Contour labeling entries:

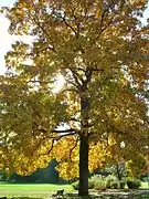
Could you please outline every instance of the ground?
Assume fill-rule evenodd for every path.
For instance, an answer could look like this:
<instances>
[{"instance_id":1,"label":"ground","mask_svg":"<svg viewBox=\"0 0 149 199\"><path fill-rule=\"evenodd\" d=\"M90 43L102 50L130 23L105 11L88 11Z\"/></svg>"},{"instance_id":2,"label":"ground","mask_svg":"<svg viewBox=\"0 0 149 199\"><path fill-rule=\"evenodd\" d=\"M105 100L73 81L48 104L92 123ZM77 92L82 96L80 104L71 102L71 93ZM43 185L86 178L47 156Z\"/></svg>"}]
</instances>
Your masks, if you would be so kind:
<instances>
[{"instance_id":1,"label":"ground","mask_svg":"<svg viewBox=\"0 0 149 199\"><path fill-rule=\"evenodd\" d=\"M76 198L77 192L73 190L71 185L51 185L51 184L8 184L0 182L0 197L30 197L30 198L51 198L56 190L64 189L67 196ZM146 190L143 190L146 189ZM108 199L121 199L121 198L132 198L135 199L149 199L148 184L142 182L140 190L108 190L104 192L91 191L92 198L103 198L104 196ZM141 197L140 195L143 195ZM72 198L71 197L71 198ZM68 198L68 197L66 197ZM104 199L104 198L103 198Z\"/></svg>"}]
</instances>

JOB: Rewrite the entries above as a two-column CSV with the header "text" and "answer," one row per entry, putting each entry's text and its answer in a single quoted field apiece and turning line breaks into spaces. Omit the pictures.

THE ANSWER:
text,answer
"Could you please outline every instance of the ground? Assume fill-rule evenodd for every path. For instance, an answer could look like this: <instances> [{""instance_id"":1,""label"":""ground"",""mask_svg"":""<svg viewBox=\""0 0 149 199\""><path fill-rule=\""evenodd\"" d=\""M90 43L102 50L130 23L105 11L88 11Z\""/></svg>""},{""instance_id"":2,""label"":""ground"",""mask_svg"":""<svg viewBox=\""0 0 149 199\""><path fill-rule=\""evenodd\"" d=\""M105 100L73 81L48 104L92 123ZM77 92L82 96L80 104L71 102L71 93ZM43 185L86 178L47 156Z\""/></svg>""}] </instances> Your masks, if you would be so kind:","<instances> [{""instance_id"":1,""label"":""ground"",""mask_svg"":""<svg viewBox=\""0 0 149 199\""><path fill-rule=\""evenodd\"" d=\""M76 198L77 192L73 190L71 185L51 185L51 184L8 184L0 182L0 197L30 197L30 198L51 198L56 190L64 189L67 196ZM146 190L143 190L146 189ZM108 199L121 199L121 198L132 198L135 199L149 199L148 184L142 182L140 190L108 190L104 192L91 191L92 198L103 198L104 196ZM141 197L140 195L143 195ZM72 198L71 197L71 198ZM68 198L68 197L66 197ZM104 199L104 198L103 198Z\""/></svg>""}] </instances>"